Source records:
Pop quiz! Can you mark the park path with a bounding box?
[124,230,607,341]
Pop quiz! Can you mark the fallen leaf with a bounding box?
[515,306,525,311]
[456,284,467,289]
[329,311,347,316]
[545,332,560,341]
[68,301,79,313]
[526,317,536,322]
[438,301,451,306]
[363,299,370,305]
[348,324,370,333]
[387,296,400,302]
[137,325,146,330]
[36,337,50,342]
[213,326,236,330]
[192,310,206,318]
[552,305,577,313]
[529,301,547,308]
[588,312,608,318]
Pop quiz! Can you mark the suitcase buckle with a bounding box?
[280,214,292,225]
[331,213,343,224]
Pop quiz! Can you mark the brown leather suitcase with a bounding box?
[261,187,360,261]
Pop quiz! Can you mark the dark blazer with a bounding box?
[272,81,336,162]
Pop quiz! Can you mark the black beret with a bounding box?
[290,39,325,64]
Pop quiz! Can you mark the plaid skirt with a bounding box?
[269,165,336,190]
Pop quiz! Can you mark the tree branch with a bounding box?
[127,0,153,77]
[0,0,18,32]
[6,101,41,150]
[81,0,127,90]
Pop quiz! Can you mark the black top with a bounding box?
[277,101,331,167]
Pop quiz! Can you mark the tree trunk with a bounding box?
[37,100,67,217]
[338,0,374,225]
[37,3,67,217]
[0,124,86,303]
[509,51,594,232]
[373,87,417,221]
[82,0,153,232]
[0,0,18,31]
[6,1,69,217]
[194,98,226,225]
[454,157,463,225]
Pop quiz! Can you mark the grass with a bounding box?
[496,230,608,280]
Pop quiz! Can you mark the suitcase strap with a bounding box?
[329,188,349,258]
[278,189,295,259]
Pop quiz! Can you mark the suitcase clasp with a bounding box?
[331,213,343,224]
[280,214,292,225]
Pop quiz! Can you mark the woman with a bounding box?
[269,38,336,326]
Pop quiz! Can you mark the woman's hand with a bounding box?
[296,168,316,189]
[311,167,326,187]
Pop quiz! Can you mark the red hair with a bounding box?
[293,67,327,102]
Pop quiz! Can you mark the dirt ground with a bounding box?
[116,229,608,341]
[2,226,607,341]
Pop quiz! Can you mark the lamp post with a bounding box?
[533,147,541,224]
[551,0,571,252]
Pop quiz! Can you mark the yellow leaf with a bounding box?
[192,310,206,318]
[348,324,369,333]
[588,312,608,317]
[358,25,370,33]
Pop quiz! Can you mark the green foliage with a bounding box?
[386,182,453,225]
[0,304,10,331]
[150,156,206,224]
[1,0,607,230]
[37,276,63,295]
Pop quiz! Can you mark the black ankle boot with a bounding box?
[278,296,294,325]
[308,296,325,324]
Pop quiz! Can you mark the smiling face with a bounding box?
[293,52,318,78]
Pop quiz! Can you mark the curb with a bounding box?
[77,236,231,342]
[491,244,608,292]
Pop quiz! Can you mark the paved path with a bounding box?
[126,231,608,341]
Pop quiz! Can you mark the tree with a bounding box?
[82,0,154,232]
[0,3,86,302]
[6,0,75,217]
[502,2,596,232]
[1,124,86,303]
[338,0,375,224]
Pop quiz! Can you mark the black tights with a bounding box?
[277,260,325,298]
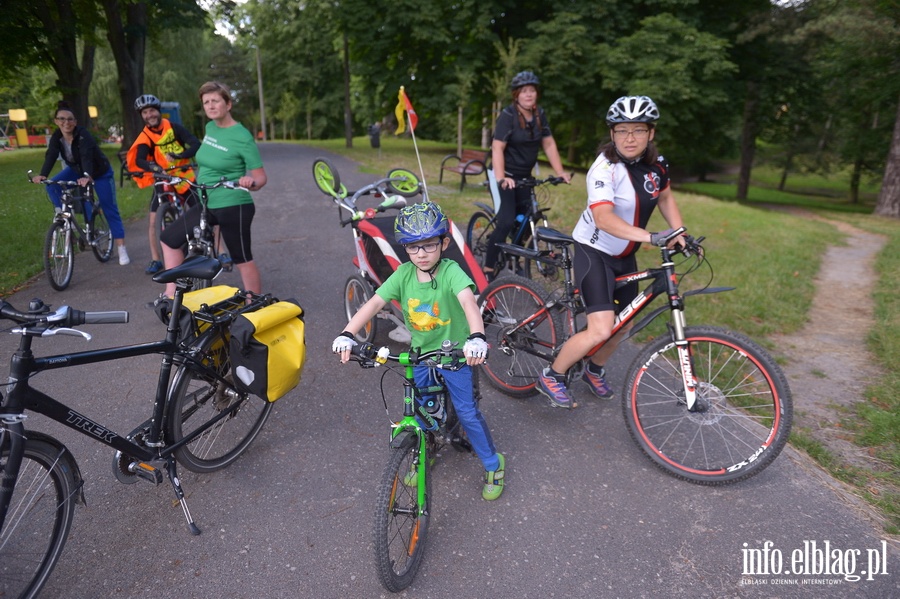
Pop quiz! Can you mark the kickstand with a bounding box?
[166,457,201,535]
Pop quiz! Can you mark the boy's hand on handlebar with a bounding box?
[332,332,357,363]
[463,333,488,366]
[31,175,47,184]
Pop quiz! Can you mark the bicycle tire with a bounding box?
[89,208,114,263]
[155,201,178,261]
[477,275,562,397]
[373,436,430,592]
[623,325,793,485]
[43,220,74,291]
[0,437,77,599]
[166,333,273,473]
[344,274,378,344]
[466,211,496,273]
[312,157,342,196]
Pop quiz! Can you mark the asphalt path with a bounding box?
[3,143,897,598]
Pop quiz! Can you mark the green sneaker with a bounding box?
[482,453,505,501]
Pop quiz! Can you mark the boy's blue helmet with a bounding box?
[394,201,449,244]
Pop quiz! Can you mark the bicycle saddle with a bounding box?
[535,227,574,245]
[151,255,222,284]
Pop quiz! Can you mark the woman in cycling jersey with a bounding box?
[485,71,570,279]
[537,96,686,408]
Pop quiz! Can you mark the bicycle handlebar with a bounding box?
[512,175,570,187]
[27,170,91,189]
[350,341,468,370]
[152,173,248,192]
[0,299,129,329]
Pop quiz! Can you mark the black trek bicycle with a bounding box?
[478,227,793,485]
[0,256,281,598]
[28,171,114,291]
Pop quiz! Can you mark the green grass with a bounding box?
[0,147,146,294]
[677,181,876,213]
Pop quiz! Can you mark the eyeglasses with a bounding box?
[404,241,441,255]
[55,117,76,123]
[613,128,650,139]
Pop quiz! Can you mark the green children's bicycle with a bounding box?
[348,341,475,592]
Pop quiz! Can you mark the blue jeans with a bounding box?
[414,365,500,472]
[48,166,125,239]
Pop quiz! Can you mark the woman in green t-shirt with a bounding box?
[159,81,268,298]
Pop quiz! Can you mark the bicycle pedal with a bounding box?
[450,435,473,453]
[131,461,164,485]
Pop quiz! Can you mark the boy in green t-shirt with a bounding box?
[333,202,505,500]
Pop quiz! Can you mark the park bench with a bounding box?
[439,148,490,191]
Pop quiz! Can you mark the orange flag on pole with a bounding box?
[395,86,417,135]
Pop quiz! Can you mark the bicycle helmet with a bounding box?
[605,96,659,125]
[394,201,449,245]
[510,71,541,90]
[134,94,161,112]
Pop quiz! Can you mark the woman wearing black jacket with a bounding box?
[32,102,129,265]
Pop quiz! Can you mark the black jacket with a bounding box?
[39,126,111,179]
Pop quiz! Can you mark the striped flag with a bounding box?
[395,86,417,135]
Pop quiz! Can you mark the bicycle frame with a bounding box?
[493,228,733,411]
[0,263,254,535]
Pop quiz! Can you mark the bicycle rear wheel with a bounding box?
[477,275,562,397]
[89,208,113,262]
[466,211,495,272]
[312,157,345,197]
[344,274,378,343]
[43,220,74,291]
[623,325,793,485]
[373,435,429,592]
[166,335,273,473]
[0,437,77,599]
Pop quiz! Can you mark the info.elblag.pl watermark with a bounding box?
[740,540,892,586]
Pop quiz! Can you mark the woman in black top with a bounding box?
[486,71,571,278]
[32,102,129,265]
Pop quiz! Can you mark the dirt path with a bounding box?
[770,215,889,475]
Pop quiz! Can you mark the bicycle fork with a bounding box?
[670,308,700,411]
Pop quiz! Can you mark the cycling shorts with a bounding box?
[159,203,256,264]
[573,242,638,315]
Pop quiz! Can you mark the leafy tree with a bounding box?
[2,0,105,124]
[601,13,737,176]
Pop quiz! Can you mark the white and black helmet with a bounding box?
[134,94,161,112]
[606,96,659,126]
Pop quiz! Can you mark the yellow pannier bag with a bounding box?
[176,285,243,343]
[229,299,306,402]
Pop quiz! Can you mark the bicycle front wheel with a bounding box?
[166,337,273,473]
[0,438,77,599]
[43,220,74,291]
[466,211,495,272]
[478,275,561,397]
[623,325,793,485]
[373,436,430,593]
[89,208,113,262]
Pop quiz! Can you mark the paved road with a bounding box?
[3,143,897,598]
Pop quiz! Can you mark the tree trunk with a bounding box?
[342,32,353,148]
[457,106,463,157]
[737,82,760,201]
[34,0,94,124]
[875,94,900,218]
[850,157,862,204]
[103,0,147,150]
[567,124,580,164]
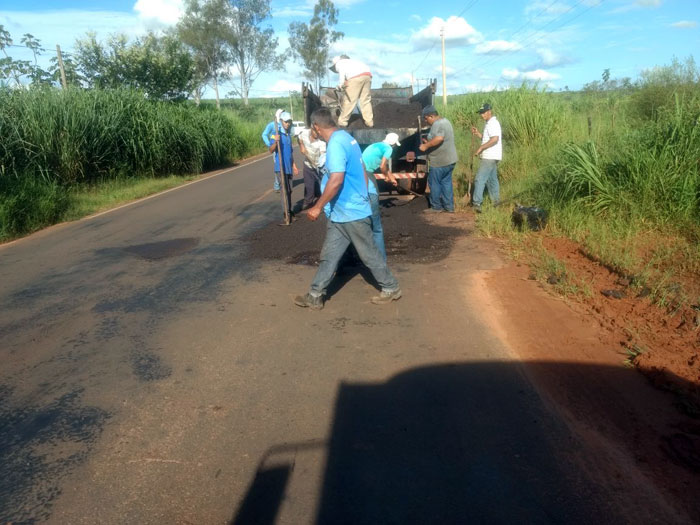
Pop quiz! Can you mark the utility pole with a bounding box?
[56,44,67,89]
[441,26,447,106]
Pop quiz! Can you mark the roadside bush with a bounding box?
[0,176,70,238]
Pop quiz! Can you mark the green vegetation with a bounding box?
[0,87,267,241]
[442,57,700,306]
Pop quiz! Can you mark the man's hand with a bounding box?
[307,205,321,221]
[292,164,299,176]
[418,142,427,152]
[470,126,478,135]
[388,173,398,186]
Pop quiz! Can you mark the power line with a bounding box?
[453,0,602,77]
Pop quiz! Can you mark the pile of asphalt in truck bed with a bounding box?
[244,196,466,266]
[347,101,423,130]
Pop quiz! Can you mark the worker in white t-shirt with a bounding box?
[470,103,502,212]
[329,55,374,128]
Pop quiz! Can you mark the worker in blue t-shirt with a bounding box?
[361,133,401,261]
[266,111,299,218]
[293,108,401,310]
[262,109,284,192]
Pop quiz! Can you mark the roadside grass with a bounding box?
[442,58,700,311]
[65,174,201,220]
[0,88,271,242]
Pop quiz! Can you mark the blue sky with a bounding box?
[1,0,698,97]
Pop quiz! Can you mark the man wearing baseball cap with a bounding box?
[361,132,401,260]
[266,111,299,218]
[329,54,374,128]
[261,108,286,192]
[470,103,502,212]
[419,105,458,213]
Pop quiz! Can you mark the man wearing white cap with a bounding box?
[330,55,374,128]
[361,132,401,260]
[261,108,286,192]
[266,111,299,218]
[295,125,326,210]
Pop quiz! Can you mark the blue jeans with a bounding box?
[427,163,455,211]
[369,192,386,261]
[310,217,399,297]
[473,159,500,206]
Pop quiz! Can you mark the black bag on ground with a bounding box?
[512,205,548,231]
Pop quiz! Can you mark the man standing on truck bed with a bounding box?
[330,55,374,128]
[419,105,458,213]
[470,102,502,212]
[294,108,401,310]
[361,133,401,260]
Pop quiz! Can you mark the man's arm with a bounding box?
[262,122,273,147]
[475,136,499,156]
[379,157,397,186]
[418,135,444,152]
[307,171,345,221]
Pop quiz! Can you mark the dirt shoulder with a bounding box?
[474,232,700,521]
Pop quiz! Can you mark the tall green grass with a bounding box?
[442,61,699,299]
[0,87,266,240]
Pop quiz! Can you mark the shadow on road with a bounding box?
[231,361,700,525]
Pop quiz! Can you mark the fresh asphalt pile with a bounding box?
[244,196,466,266]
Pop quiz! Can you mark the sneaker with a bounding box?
[274,189,281,193]
[371,288,402,305]
[294,293,324,310]
[473,205,482,214]
[423,208,443,214]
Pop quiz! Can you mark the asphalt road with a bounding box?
[0,154,685,524]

■ **Work instruction**
Beginning with the line that holds "Pop quiz! Can you mark the black bag", restate word for word every line down to the end of the data, and only those lines.

■ **Your response**
Pop quiz! Can you mark the black bag on ground with a bounding box?
[512,205,548,231]
Pop quiz! Can you mark the man standing on truck bed with a bounding box?
[330,55,374,128]
[419,105,458,213]
[470,102,502,212]
[294,108,401,310]
[361,133,401,260]
Pop quiz! Can you mark the man's arm with a bounding box?
[262,122,273,147]
[475,136,499,156]
[379,157,397,186]
[418,135,444,152]
[307,171,345,221]
Pop quiz! Can you mark the dirt shoulder with a bounding box?
[474,232,700,521]
Pop quiz! Can you mark the tall green grass with a bounding box?
[442,61,699,299]
[0,87,266,240]
Pop quiz! Can you mark the shadow on road with a bounding box?
[231,361,700,525]
Pop quiz! Can you mark the fresh asphalt pile with a bounding box?
[244,196,466,266]
Pop quiz! Can you mark the sneaker with a bounding box?
[274,189,281,193]
[371,288,402,305]
[294,293,324,310]
[473,205,482,214]
[423,208,443,214]
Pop quiz! Can you mark the asphalt road with a bounding box?
[0,154,685,524]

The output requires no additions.